EXCERPTED DATA section start

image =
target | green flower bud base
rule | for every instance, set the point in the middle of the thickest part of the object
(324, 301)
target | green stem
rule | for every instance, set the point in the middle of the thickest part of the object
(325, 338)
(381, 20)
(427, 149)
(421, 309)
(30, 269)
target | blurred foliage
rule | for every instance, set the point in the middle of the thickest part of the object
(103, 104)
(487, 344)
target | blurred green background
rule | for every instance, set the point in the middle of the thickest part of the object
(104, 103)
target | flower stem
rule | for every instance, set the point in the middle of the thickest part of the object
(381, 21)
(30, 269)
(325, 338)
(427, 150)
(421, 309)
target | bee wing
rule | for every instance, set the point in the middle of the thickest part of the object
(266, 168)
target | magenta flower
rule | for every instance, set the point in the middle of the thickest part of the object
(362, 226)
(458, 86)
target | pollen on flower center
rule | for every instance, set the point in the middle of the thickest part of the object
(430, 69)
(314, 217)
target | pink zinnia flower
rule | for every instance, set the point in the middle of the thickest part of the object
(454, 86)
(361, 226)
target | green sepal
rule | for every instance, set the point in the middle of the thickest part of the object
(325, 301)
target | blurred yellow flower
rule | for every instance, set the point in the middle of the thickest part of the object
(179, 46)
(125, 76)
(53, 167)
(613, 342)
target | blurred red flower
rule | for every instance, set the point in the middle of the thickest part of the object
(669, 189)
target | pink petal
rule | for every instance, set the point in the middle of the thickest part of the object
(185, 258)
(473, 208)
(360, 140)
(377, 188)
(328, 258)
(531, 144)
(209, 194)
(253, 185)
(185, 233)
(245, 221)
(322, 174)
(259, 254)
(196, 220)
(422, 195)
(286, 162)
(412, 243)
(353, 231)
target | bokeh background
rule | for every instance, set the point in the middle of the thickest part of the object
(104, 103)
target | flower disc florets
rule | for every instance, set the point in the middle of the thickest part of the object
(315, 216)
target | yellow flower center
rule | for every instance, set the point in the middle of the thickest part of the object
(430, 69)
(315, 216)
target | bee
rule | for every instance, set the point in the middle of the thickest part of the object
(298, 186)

EXCERPTED DATA section end

Every line of the material that holds the word "pink" must be found and copied.

- YOUR SOLUTION
target | pink zinnia flower
target | pink petal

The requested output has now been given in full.